### Passage shown
Using A 'Relationship Decision Tree' Can Help You Decide Whether To Leave Your Partner

Ending a relationship is never easy, especially if you must let go of someone you care about. Perhaps you've outgrown your partner — or the other way around, or you've fallen out of love. Distrust, infidelity, differences in life goals, and poor communication are all valid reasons to move on. But even if you make the right choice, you may still have regrets after a breakup.

Unfortunately, there's no surefire way to tell when it's time to end a long-term relationship. Sometimes, it's best to trust your gut and do whatever feels right. But even so, you still need to think about your partner and how your actions will affect him. For example, you might be at a point in your life where you want to climb the career ladder or start a business. Your partner, on the other hand, insists on having children and moving to the suburbs. You love him and respect his choices, but you're no longer on the same page. The question is, should you give up on your dream or leave the relationship and get a fresh start?

In such cases, there's no right or wrong answer — and making a decision can be emotionally draining. However, each relationship has its own dynamics, and sometimes, the best thing you can do is move on. If you're unsure about what to do next, consider using a relationship decision tree to gain some clarity. 

What's a relationship decision tree and how does it help?

Professional therapist KC Davis recommends using a decision tree to figure out whether you should stay in a relationship or end it. Basically, you'll write down a couple of questions related to your situation, mapping out different options and their possible outcomes. This visual tool will guide your decision-making while helping you organize your thoughts.

Decision trees are widely used in business, machine learning, marketing, finance, and other areas. For example, entrepreneurs may use this tool to decide on a marketing strategy or assess growth opportunities. First, they'll draw a flowchart that starts with one question, or root node, that branches out into different options, each with its own set of potential outcomes. Next, they'll analyze this data and decide on the best course of action.

You can use the same approach to evaluate your relationship, your career, or other areas of your life. The diagram follows the natural flow of thought, making it easier to understand the consequences of your actions. At the same time, it helps you identify the root cause of whatever problem you're struggling with and how far you're willing to go to get it solved. 

The easy way to create a relationship decision tree

Making a decision tree can be as simple or as complex as you want it to be. First, grab a pen and paper and think about the main issue that's causing you to question the relationship. After that, write down a question related to that issue. Let's say you found out your partner cheated on you. With that in mind, ask yourself, "Am I willing to accept his behavior?" If your answer is Yes, then it makes sense to stay in the relationship. But if you're not willing to accept what just happened, brainstorm different courses of action you could take.

If you choose the second option, try to determine if your partner is trying to hurt you. Write down this question and the possible answers. For example, your significant other may have cheated for reasons that had nothing to do with you. Another possibility is that he did it because he was angry at you. Next, list the possible outcomes for each option. These may include positive outcomes (e.g., your partner cheated on you, but he's willing to change) or negative outcomes (e.g., his actions have caused irreparable damage to your relationship).

Continue to expand your tree until you gain more clarity. When you're done, take a step back and analyze each scenario, and listen to your gut. If you feel like a breakup is imminent or that you can't trust your partner anymore, perhaps it's time to move on.

### Excerpted data
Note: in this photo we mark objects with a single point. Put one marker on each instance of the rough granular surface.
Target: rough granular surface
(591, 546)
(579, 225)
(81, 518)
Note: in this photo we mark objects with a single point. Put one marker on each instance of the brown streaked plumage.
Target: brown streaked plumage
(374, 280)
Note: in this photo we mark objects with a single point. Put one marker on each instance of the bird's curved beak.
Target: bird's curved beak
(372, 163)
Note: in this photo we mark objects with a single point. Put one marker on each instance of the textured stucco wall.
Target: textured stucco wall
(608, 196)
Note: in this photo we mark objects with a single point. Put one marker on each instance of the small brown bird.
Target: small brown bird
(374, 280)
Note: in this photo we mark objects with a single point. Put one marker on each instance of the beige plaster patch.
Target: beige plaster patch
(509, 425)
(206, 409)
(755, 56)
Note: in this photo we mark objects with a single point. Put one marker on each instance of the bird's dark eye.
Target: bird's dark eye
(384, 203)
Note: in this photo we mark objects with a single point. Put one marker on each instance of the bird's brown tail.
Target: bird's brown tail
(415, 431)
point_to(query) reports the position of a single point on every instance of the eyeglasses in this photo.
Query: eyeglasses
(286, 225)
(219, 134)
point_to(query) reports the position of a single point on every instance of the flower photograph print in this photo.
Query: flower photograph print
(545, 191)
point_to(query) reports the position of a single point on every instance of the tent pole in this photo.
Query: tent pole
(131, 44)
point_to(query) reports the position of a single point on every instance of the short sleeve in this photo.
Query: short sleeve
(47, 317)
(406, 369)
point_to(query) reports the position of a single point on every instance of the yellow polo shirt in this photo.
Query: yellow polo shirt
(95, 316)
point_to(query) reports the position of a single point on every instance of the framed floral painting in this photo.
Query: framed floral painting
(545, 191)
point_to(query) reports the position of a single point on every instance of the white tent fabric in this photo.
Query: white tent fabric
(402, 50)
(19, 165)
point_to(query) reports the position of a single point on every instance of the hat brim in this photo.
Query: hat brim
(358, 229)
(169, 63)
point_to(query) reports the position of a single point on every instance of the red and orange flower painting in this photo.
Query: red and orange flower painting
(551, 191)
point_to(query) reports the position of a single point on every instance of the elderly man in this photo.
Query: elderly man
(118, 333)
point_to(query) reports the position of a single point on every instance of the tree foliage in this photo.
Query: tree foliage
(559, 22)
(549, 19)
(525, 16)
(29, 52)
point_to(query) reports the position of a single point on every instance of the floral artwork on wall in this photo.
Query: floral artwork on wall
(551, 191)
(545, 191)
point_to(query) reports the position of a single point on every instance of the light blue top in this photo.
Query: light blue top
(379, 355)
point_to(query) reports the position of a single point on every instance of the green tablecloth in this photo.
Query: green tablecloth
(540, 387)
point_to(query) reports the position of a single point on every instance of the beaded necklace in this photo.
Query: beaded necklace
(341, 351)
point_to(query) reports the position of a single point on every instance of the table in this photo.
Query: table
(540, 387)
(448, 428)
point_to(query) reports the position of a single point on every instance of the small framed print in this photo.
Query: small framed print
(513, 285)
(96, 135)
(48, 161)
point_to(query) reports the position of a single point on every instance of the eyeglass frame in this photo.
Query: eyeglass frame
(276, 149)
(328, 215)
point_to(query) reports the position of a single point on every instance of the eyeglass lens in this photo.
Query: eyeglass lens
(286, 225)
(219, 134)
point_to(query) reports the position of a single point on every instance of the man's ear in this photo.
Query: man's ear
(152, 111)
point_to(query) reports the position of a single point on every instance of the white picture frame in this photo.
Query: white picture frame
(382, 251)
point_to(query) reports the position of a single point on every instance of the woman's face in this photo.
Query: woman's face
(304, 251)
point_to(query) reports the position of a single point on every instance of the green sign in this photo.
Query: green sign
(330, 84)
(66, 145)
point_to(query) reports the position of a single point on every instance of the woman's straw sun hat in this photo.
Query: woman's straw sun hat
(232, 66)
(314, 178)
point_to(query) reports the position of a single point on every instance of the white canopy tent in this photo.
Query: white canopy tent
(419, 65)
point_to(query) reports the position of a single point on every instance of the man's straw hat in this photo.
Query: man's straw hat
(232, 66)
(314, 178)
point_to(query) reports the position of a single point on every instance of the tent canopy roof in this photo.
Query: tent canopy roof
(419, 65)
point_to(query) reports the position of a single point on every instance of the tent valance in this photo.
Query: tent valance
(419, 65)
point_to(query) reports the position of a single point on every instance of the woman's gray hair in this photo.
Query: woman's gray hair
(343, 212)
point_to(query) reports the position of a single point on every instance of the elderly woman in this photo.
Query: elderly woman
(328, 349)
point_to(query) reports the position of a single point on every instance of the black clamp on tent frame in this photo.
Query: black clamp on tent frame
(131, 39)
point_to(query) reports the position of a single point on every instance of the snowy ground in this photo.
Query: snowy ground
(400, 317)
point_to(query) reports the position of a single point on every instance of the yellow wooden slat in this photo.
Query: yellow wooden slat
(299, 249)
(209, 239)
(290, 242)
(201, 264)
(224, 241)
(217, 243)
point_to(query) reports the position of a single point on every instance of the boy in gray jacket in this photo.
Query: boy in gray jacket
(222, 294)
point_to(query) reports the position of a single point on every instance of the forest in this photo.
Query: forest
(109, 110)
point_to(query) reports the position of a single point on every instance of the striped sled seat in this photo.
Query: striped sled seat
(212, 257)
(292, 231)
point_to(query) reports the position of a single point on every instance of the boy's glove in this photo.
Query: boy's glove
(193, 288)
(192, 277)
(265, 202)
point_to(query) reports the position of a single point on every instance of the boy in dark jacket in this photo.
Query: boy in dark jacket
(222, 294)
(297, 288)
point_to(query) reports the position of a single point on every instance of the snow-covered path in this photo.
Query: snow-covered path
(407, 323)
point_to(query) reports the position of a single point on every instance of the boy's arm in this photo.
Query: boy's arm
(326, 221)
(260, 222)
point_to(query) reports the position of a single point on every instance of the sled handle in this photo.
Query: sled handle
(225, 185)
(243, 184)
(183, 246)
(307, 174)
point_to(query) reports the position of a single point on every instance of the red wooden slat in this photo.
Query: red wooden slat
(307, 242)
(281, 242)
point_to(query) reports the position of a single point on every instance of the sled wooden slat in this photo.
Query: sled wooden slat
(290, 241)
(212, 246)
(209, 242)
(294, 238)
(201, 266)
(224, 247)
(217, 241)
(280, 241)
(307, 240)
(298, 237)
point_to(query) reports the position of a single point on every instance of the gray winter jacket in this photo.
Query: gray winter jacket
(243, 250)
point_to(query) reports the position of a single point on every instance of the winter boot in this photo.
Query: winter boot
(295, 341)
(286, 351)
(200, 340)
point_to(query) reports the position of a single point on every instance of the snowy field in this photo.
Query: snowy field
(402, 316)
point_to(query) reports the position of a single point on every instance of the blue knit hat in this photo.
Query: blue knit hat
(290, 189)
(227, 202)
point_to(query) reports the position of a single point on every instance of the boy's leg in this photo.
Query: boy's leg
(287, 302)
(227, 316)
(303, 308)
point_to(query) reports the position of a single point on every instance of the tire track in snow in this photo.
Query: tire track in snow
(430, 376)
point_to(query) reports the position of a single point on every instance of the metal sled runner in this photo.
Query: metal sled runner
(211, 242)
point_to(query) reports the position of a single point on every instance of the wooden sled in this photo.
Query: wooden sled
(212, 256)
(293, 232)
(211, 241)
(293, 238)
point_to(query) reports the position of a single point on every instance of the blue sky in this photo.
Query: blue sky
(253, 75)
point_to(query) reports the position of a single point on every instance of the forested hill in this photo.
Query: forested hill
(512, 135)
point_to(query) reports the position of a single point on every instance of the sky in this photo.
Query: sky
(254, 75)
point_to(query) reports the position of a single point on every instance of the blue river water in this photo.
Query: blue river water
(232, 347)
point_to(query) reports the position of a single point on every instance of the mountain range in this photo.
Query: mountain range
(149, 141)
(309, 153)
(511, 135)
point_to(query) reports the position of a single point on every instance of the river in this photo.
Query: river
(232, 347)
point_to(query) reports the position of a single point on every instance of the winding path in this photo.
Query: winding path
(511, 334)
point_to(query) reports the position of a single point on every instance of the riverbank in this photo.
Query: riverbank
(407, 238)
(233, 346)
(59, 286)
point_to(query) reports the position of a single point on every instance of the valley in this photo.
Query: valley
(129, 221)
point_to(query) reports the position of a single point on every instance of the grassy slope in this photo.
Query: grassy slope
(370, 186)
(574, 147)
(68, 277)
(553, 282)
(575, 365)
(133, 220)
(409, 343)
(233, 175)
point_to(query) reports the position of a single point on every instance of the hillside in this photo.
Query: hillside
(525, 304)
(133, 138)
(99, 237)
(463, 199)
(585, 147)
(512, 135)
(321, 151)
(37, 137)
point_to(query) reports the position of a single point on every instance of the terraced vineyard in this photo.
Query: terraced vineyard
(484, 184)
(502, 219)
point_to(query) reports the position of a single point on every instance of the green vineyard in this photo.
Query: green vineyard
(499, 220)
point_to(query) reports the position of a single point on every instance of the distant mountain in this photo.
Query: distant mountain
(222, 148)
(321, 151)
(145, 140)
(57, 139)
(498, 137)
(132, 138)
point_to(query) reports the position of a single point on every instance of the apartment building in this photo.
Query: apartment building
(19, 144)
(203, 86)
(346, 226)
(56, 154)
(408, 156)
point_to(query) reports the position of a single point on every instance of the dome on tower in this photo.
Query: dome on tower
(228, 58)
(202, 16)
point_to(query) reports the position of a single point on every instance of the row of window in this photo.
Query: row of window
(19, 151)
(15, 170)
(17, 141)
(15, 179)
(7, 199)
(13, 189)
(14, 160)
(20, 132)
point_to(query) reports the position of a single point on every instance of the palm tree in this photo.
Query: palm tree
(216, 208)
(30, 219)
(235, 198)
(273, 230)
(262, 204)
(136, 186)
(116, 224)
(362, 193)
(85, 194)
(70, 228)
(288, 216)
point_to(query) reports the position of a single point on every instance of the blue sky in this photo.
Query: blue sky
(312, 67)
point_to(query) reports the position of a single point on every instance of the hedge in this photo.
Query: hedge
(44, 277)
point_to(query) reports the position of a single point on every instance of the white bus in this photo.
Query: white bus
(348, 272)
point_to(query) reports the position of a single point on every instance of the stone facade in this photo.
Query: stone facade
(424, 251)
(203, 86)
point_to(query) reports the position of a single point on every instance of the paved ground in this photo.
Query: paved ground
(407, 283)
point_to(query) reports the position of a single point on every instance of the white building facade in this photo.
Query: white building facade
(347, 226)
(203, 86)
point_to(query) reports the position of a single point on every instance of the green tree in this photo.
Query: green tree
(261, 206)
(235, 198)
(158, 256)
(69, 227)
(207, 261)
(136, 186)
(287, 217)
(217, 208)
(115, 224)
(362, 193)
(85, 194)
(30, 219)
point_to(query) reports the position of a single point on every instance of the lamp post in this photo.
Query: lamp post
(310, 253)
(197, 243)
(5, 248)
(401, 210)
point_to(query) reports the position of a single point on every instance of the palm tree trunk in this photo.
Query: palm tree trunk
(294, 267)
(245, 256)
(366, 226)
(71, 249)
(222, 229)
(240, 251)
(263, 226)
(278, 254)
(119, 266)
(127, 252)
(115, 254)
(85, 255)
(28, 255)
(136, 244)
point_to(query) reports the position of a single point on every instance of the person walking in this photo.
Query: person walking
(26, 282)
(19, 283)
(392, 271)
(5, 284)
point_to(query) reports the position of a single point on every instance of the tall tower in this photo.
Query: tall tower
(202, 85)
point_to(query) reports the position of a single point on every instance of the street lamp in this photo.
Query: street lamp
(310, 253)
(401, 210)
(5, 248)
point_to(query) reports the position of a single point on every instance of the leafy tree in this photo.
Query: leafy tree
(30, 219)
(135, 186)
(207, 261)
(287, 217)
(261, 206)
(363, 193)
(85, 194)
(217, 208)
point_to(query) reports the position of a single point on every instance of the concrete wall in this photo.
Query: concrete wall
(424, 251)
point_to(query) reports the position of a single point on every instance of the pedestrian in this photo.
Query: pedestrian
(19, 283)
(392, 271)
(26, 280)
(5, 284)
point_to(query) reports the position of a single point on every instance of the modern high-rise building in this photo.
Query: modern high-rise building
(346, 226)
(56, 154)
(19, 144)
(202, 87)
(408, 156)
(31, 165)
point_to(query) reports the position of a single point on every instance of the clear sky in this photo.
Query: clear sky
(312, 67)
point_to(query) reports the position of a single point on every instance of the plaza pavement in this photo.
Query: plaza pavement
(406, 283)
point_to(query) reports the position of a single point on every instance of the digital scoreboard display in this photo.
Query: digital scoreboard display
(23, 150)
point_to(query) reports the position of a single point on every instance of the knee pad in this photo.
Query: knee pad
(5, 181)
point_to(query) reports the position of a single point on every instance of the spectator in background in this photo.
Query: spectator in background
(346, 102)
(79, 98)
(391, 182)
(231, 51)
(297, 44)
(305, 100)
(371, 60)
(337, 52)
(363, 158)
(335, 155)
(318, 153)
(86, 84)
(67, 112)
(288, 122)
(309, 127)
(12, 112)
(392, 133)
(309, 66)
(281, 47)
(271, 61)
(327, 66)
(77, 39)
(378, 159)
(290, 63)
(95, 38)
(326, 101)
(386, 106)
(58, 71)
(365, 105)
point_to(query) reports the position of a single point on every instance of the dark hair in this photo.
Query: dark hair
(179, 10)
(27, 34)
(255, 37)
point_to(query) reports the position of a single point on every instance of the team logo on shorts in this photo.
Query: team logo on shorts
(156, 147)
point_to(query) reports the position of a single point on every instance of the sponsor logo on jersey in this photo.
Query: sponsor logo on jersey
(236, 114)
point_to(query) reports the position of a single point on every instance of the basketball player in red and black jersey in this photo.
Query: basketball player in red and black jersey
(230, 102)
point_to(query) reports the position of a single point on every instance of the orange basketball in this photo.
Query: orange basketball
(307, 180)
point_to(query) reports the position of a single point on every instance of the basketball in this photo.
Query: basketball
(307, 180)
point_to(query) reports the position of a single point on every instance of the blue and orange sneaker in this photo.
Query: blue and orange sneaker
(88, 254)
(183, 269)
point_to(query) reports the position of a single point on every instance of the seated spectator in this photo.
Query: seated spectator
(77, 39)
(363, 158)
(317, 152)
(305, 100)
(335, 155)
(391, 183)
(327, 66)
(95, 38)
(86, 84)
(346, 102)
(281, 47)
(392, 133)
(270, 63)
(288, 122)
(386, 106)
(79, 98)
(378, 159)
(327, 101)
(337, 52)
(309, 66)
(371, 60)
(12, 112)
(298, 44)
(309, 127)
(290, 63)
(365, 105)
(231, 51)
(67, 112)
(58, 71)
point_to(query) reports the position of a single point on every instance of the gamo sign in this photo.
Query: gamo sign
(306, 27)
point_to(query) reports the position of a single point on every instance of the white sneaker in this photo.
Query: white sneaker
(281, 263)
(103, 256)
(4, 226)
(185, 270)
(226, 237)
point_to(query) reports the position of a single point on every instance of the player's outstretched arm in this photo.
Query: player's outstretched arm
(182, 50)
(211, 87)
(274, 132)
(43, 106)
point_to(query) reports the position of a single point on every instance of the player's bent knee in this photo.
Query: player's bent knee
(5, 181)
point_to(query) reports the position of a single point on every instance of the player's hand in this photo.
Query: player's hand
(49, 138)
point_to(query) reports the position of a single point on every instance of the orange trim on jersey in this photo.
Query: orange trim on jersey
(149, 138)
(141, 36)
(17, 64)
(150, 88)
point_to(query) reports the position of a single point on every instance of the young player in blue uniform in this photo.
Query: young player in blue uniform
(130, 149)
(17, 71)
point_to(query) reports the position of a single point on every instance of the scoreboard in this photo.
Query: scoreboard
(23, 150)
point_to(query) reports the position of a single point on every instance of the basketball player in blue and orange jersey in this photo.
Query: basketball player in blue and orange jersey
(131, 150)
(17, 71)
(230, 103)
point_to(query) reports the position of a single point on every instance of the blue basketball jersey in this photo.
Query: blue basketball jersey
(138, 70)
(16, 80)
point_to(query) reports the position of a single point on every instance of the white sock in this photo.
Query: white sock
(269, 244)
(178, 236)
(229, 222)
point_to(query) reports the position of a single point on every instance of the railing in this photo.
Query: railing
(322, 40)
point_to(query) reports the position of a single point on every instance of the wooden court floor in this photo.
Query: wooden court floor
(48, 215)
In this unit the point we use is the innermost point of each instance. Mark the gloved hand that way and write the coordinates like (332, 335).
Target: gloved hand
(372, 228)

### Work instructions
Please answer these questions from the article on relationship decision trees above:
1. Who recommends using a decision tree to decide whether to stay in a relationship?
2. What is the single question that a decision tree flowchart starts with called?
3. In the example where a partner cheated, what question does the article suggest asking yourself?

### Result for this task
1. Professional therapist KC Davis.
2. The root node.
3. "Am I willing to accept his behavior?"